▶ [RECORDS PROVIDED]

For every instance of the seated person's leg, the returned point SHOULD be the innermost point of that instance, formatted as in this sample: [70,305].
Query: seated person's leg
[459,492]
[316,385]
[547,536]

▶ [PROBLEM TO WORK ON]
Rewrite the listing with "innermost" changed to "most central" and nothing else altered.

▶ [SOLUTION BELOW]
For every instance of the seated person's leg, the returned point SHOULD be the most central point of that instance, formatted as in this sample: [70,305].
Query: seated person's leg
[459,492]
[316,385]
[547,536]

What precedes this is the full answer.